In both techniques the patient was placed in supine position and supplemental oxygen was administered (2–3 l/min) through a face mask or nasal cannula. Warming device (Bair Hugger; Augustine Medical Inc., Eden Praire, MN) was used to maintain normothermia.
After testing the quality of anesthesia (adequate sensory block to pin prick from the lower border of the clavicle to the inferior costal margin), the surgery was initiated. If the sensory block was inadequate after 15 min, the patient underwent general anesthesia and she was excluded from the study. Any episodes of hypotension or bradycardia were recorded. Hypotension (defined as SBP < 90 mmHg) was treated initially with ephedrine 5 mg intravenously followed by fluid bolus of 250 ml Ringer acetate solution if needed. Bradycardia (defined as HR < 50 beats/min) was treated with atropine 0.5 mg intravenously. Intraoperative anxiety was treated with midazolam 1–2 mg intravenously. Pain during the procedure was treated by fentanyl 1 μg/kg intravenous boluses. Intraoperative nausea and vomiting were treated by ondansetron 4 mg intravenously. The need for supplemental analgesics or antiemetics was recorded.
Vital signs [heart rate (HR), mean blood pressure (MBP) and oxygen saturation (SpO2)] were recorded every 5 min for 20 min and then every 15 min until the end of the procedure then at 1, 2, 4, 8, 16, and 24 h postoperatively. The upper and lower levels of sensory block were assessed by the pin-prick method 5 min after performing the block, and reassessed every 15 min until the end of the procedure. Surgery was initiated only when an adequate sensory block was achieved (at least from T2-T6). The time required to achieve this level was recorded. The maximum upper and lower sensory levels reached after 15 min were recorded. The degree of motor block in the upper and lower limbs was assessed at the same time points. The motor block in the upper limbs was assessed by the epidural scoring scale for arm movements (ESSAM) score: hand grip (T1/C8), wrist flexion (C8/C7), and elbow flexion (C6/C5); four grades (0–3) based on the number of absent movements [Citation8]. The motor block in the lower limbs was assessed by the modified Bromage scale: 0, free movement of legs and feet; 1, just able to flex knees with free movement of feet; 2, unable to flex knees but with free movement of feet; and 3, unable to move legs or feet [Citation9]. 10-cm visual analogue score (VAS) [Citation10] was assessed every 30 min intraoperative and at 1 h, 2 h, 4 h, 8 h, 16 h, and 24 h, postoperatively. General anesthesia was not used unless a satisfactory block level was not achieved by either Pecs or TSB after 15 min or if systemic analgesics did not control any intraoperative pain. Patients were advised about the possibility to convert to general anesthesia if they were dissatisfied with the block they received. Any intraoperative or postoperative complications were recorded (urinary retention, nausea, vomiting, hypotension, pleural puncture).

▶ **Activity list**
[A] In the passage on the anesthesia protocol, how was bradycardia defined, and how was it treated?
[B] Continue the passage on the anesthesia protocol, picking up after its final sentence.

Stored items:

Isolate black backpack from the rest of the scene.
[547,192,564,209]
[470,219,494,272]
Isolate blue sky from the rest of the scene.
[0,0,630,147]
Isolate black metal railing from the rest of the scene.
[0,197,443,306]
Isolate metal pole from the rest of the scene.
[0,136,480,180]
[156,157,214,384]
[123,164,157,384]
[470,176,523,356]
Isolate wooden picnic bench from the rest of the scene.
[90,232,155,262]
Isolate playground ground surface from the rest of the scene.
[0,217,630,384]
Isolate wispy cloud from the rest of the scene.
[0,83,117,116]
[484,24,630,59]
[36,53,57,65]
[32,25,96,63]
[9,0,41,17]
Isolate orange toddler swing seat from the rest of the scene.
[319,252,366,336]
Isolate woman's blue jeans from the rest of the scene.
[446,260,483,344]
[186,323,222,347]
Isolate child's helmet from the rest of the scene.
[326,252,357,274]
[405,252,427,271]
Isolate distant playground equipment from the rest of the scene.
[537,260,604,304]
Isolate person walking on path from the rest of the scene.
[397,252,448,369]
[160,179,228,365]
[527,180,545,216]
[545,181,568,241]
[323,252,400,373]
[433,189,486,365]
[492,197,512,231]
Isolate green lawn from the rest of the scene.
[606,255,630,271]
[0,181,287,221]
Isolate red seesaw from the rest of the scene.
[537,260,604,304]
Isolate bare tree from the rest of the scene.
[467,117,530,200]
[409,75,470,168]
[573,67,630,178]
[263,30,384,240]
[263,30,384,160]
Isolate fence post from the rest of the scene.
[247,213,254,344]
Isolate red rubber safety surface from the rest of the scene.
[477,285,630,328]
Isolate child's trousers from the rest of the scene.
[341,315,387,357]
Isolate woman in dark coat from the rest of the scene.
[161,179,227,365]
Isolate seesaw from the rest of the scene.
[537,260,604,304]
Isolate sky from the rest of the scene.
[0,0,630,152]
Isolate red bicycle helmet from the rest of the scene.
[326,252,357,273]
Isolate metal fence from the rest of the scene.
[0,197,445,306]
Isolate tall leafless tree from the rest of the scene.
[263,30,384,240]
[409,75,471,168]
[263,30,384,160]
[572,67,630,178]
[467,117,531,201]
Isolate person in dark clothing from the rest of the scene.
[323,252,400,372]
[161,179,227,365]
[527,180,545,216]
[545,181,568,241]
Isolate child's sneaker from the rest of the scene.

▶ **Per-task outputs**
[A] Bradycardia was defined as a heart rate below 50 beats/min and was treated with atropine 0.5 mg intravenously.

[B]
In the post-anesthetic care unit (PACU), the sensory level of the block was assessed every 30 min and the time until complete regression of the block was recorded. The degree of motor block was assessed at the same time points. Patients were discharged from PACU after total regression of block provided that postoperative pain was well controlled by systemic analgesics in the form of fentanyl 1 μg/kg and total analgesic requirement was calculated. Patient satisfaction was evaluated intraoperatively and after discharge from PACU at the same time of assessment of VAS and classified as totally satisfied, average satisfaction, or not satisfied. The incidence of any complications was recorded. The patients were discharged from hospital when cleared by the surgeon as complication free.
.3 Statistical analysis
The power of this clinical trial was retrospectively calculated using G power analysis program version 3 using post-hoc power analysis type II error protection of 0.05 and effect size conversion of 0.8, total sample size of 40 patients and 20 patients in each group produced a power of 0.79.
The statistical analysis of data was done by using excel program for figures and statistical Package for social Science (SPSS Inc, Chicago, IL, USA) program version 16. To test the normality of data distribution Kolmogorov–Smirnov test was done and only significant data revealed to be nonparametric. Unpaired student-t test was used for between-group comparisons of numerical variables ‘if its assumptions were fulfilled’ otherwise for nonparametric, the Mann–Whitney test was used. The description of data was done in the form of mean (±SD) for quantitative data. Any difference or change showing probability (P) less than 0.05 was considered statistically significant at confidence interval 95%.
Results
Forty female patients undergoing conservative breast surgery were recruited in this study. Patients’ demographics and duration of surgery are shown in with no statistically significant difference between the both groups.
able 1 Patients’ demographics and duration of anesthesia in the two studied groups.
All blocks were performed with ultrasonic guidance and adequate sensory level was achieved in all patients after injection of local anesthetic.
Comparing the time onset of both sensory and motor blocks in upper limb, there was statistically significant difference between both groups (P < 0.05). T1 was the highest level of sensory block attained at 17.7 ± 1.7 and 5.5 ± 1.6 min after injection in group A, and group B respectively ().
able 2 Characteristics of block in the two studied groups.
The total time for block was significantly prolonged in group A (940.3 ± 17.2 min) compared to group B (315.5 ± 44.3 min) as P ⩽ 0.0001 ().
There was no significant lower limb motor block in any of the patients, and a Bromage scale of 0 was recorded in all patients whether before or after surgery in both techniques.
Speaking about regression times of motor blocks and sensory blocks in upper limb, it was significantly prolonged in group A (994 ± 55 min, 940 ± 34 min) compared to group B (382 ± 45 min, 351 ± 35 min) as P < 0.0001 ().
Regarding the hemodynamic variables (MBP, HR), there were significant decrease in HR and mean blood pressure (MBP) between the both groups throughout the intraoperative and early postoperative periods ( and ). Arterial oxygen saturation was maintained above 97% with supplemental oxygen through face mask at 3 l/min, with none of the patients showing signs of respiratory compromise in both groups.
Both VAS throughout surgery and first 24 h postoperative and total analgesics requirement during the first 24 h postoperative were significantly decreased in group A comparing with group B ( and ).
able 3 Intraoperative and postoperative visual analogue scores in two studied groups.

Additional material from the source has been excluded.